21 de Junho de 2025
CARPINEJAR
Um tipo de galã que jamais se repetirá
Meus filhos não vão entender a importância de Francisco Cuoco. O ator morreu na quinta-feira, aos 91 anos, de falência múltipla de órgãos, no Hospital Albert Einstein, em São Paulo.
Eles não têm como calcular a hipnose, o transe, o frenesi que o artista levemente ruivo e de sobrancelhas espessas causava nas décadas de 1970 e 1980, numa época em que a telenovela era programa obrigatório. A audiência passava facilmente dos 50 pontos, superando transmissões de Copas do Mundo.
Com seu adeus, termina um ciclo na televisão brasileira. É o ocaso de um tipo de galã que jamais se repetirá. Hoje, para ser galã, basta tirar a camisa e mostrar o abdômen tanquinho. Naqueles tempos, era necessário ostentar um vozeirão, um topete e um olhar lânguido, derretendo tabletes de manteiga. De preferência, com barba, bigode ou cavanhaque para garantir traços de seriedade.
Cuoco encarnava o malandro brejeiro, o sedutor romântico, capaz de conquistar mulheres com uma simples piscadela. Não fazia o tipo família, o perfil da correção social e da prosperidade financeira, ideal para casar. Chegava a ser recomendável não apresentá-lo à esposa, pois ela poderia se apaixonar.
:::
O QUE FAZER:
Resuma em duas frases o texto sobre Francisco Cuoco. A listagem provém de uma fonte diferente da do texto.

DADOS DE ENTRADA:
:::
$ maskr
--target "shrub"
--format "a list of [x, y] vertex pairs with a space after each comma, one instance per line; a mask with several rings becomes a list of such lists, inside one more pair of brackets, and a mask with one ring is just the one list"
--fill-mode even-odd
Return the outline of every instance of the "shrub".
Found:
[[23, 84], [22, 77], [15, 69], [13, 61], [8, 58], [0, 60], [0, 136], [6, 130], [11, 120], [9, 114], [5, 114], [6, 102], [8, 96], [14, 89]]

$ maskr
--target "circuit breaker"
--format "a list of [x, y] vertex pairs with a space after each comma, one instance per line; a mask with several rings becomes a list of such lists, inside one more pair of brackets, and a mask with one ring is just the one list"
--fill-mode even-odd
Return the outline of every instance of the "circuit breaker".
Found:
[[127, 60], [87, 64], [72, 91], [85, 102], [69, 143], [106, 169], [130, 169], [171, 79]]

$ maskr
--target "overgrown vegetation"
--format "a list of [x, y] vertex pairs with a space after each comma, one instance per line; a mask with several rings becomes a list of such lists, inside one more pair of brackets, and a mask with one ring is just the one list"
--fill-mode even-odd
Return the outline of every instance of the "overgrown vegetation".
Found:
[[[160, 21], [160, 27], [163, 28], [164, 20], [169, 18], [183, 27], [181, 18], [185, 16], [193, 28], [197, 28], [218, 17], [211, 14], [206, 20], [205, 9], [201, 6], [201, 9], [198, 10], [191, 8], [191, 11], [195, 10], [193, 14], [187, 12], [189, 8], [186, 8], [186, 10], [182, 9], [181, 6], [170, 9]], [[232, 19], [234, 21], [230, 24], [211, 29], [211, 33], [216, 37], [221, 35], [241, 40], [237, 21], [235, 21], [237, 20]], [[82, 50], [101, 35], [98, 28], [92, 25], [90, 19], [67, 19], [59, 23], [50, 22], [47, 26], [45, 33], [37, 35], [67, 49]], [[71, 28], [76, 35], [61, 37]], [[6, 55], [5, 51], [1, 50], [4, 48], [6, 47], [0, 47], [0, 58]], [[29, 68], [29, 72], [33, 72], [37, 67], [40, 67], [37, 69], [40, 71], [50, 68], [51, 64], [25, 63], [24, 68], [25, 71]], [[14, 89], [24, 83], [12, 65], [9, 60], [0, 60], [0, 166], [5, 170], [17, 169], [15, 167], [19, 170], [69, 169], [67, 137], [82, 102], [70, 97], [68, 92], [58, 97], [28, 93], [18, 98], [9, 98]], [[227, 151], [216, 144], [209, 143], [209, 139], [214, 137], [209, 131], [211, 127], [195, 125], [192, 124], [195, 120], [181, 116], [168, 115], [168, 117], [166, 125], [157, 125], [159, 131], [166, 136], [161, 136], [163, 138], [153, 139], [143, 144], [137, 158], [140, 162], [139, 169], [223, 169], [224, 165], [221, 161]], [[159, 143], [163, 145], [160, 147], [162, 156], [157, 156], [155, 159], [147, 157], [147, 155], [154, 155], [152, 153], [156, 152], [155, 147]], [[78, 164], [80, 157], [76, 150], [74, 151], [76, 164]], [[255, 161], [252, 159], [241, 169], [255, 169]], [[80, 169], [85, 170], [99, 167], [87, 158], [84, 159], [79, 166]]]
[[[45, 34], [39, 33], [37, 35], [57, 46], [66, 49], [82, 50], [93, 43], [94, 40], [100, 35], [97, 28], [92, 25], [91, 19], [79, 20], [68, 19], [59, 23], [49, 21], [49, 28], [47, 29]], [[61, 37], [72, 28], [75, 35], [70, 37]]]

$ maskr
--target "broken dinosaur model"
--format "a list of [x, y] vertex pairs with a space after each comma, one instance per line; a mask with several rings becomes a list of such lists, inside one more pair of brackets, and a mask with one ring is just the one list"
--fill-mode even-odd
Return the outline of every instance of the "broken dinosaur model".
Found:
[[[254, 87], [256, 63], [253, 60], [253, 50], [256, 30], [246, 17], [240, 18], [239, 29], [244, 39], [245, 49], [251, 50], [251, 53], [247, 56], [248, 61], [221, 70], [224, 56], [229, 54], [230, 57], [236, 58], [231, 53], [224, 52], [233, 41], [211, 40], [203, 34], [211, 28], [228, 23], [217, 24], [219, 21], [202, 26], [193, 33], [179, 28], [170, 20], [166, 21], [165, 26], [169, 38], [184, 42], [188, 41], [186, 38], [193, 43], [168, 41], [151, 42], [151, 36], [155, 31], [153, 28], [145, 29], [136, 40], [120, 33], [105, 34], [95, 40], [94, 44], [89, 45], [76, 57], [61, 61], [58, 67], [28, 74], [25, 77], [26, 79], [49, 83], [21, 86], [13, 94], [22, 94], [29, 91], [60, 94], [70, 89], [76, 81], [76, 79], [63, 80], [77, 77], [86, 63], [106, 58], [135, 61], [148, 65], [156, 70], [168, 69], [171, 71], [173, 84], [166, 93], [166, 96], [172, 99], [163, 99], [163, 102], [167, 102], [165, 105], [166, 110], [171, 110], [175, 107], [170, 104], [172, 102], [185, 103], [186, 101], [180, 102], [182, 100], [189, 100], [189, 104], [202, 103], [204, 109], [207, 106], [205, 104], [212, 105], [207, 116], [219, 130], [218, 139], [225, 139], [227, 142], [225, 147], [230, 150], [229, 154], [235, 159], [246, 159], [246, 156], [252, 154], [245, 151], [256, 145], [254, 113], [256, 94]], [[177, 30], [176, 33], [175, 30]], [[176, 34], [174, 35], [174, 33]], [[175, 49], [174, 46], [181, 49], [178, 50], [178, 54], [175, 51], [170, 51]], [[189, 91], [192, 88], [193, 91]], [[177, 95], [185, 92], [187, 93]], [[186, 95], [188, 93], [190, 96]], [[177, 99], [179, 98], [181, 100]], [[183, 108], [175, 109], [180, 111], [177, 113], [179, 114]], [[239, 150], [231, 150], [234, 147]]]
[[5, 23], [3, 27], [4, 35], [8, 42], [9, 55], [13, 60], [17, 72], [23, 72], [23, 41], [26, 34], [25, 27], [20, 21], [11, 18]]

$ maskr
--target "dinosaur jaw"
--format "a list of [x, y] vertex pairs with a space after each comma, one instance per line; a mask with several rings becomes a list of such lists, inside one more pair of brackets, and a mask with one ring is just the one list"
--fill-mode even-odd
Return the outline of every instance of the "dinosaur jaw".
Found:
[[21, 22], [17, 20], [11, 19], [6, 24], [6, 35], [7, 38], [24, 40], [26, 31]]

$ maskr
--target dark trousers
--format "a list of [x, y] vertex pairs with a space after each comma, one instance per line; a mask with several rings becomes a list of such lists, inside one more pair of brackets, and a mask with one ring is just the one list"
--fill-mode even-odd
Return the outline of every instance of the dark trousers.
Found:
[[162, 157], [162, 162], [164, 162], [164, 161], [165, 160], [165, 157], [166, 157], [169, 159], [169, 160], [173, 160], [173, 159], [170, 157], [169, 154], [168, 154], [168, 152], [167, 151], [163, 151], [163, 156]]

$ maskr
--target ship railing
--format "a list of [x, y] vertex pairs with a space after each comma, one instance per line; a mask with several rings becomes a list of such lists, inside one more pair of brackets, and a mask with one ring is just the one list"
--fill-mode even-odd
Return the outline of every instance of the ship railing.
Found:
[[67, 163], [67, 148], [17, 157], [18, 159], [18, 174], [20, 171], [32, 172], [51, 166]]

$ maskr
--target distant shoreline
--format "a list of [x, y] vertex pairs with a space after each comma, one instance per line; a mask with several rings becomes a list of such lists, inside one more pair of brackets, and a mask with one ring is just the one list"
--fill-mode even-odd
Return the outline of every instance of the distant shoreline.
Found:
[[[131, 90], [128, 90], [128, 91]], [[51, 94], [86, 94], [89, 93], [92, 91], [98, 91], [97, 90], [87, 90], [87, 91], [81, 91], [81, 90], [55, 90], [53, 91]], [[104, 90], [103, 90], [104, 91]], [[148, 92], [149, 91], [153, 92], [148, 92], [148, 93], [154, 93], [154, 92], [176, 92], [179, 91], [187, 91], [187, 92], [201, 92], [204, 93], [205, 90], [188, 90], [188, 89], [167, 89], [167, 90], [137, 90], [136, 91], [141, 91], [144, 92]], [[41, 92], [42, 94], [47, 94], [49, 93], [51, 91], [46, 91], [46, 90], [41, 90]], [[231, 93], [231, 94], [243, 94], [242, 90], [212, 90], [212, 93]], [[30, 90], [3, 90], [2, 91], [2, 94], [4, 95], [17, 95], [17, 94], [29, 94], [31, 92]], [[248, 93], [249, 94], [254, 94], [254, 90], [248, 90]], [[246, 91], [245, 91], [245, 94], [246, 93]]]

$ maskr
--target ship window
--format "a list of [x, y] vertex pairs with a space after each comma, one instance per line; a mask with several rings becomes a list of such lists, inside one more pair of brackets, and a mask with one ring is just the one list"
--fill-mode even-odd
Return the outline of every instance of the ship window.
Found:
:::
RESPOSTA DO EXERCÍCIO:
O ator Francisco Cuoco morreu na quinta-feira, aos 91 anos, em São Paulo. Com ele, que causava frenesi nas décadas de 1970 e 1980 como malandro brejeiro e sedutor romântico, termina um ciclo na televisão brasileira e some um tipo de galã que jamais se repetirá, marcado pelo vozeirão, pelo topete e pelo olhar lânguido, enquanto hoje basta tirar a camisa e mostrar o abdômen.